* Task brief *
Look below for the line with "Annotation task — identify one point per instance of the hallway", then give it again exactly, along with every line that comes after it, the final line included.

(Point-per-instance localization data)
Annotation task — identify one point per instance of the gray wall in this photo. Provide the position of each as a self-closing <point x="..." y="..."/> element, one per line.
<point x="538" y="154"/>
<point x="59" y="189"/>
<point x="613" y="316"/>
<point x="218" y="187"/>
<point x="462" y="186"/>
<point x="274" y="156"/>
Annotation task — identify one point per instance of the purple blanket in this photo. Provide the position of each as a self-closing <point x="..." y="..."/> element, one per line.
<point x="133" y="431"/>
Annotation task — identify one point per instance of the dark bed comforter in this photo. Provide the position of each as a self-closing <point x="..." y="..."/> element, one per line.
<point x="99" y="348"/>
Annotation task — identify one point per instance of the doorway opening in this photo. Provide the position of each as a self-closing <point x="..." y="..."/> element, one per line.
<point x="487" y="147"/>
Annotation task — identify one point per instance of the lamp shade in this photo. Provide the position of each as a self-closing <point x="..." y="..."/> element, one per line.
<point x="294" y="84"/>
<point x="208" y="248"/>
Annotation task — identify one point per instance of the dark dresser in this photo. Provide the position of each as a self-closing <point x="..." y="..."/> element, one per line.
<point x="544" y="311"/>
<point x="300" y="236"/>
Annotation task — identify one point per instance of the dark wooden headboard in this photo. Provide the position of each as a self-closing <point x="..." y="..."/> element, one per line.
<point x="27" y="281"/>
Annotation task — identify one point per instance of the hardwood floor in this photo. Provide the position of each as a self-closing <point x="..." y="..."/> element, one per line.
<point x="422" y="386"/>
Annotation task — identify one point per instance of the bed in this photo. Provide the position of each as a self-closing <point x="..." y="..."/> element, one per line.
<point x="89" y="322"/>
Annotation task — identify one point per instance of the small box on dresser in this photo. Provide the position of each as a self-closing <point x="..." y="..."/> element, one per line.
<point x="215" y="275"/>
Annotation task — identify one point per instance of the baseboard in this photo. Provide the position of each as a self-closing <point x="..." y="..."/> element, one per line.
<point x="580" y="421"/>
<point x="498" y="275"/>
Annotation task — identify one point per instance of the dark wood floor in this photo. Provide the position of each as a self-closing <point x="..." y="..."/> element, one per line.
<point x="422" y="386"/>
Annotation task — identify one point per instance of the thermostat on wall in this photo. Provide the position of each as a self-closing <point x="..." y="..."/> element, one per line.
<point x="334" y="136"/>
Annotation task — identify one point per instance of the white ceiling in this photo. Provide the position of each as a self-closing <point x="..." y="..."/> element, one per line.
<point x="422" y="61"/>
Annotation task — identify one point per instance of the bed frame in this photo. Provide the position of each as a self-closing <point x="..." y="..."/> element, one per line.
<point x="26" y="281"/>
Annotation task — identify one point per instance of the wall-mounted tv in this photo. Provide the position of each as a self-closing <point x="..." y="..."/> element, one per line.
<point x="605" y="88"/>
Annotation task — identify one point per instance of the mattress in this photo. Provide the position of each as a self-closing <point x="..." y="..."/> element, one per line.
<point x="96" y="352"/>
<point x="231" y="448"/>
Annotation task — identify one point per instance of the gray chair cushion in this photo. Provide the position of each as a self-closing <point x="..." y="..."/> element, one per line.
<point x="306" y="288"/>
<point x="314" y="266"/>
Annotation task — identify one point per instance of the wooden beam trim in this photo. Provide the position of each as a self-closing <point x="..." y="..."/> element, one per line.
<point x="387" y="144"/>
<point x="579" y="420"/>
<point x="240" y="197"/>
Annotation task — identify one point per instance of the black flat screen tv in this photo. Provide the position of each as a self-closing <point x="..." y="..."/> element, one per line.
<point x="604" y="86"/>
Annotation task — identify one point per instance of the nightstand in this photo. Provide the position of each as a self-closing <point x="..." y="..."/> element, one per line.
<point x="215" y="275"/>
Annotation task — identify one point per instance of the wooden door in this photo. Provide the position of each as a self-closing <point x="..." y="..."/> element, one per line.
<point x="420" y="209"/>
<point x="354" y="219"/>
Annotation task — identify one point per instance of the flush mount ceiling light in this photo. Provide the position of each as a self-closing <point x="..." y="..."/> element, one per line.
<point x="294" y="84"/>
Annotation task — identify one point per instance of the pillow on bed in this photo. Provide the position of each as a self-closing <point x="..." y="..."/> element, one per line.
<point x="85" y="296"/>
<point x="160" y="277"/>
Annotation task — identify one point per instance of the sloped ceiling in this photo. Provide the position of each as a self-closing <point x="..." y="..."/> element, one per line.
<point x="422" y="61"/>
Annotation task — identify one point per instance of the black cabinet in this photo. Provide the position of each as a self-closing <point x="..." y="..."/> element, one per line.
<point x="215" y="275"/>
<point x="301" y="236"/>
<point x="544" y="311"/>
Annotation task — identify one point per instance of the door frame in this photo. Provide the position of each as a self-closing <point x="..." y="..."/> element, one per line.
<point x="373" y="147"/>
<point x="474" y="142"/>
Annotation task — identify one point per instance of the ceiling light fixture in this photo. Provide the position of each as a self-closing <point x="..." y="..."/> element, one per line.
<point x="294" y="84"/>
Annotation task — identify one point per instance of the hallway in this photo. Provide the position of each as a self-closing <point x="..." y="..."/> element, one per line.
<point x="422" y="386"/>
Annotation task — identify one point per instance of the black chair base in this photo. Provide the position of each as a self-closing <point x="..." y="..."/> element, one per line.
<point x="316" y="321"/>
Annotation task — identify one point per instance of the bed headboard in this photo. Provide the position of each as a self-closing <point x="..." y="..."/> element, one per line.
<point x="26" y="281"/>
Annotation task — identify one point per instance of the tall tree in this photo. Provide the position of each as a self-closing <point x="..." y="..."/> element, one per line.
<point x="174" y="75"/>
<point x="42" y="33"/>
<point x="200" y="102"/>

* Worked solution *
Annotation task — identify one point per instance of the hallway in this photo. Provide the position of each as a self-closing <point x="..." y="..."/> element, one per line.
<point x="422" y="386"/>
Annotation task — identify one point per instance of the black chair base in this photo. Provide the position of each as a self-closing <point x="..." y="..."/> element, one per line.
<point x="316" y="321"/>
Annotation task — identify one point per instance of the bed headboard in this photo. Provide the position of each as a self-closing <point x="..." y="..."/> element, one per line.
<point x="26" y="281"/>
Annotation task — identify one point per instance of the tall tree in this photo. Provide the position of each as a self-closing <point x="..." y="..."/> element, one per line.
<point x="174" y="75"/>
<point x="42" y="33"/>
<point x="200" y="102"/>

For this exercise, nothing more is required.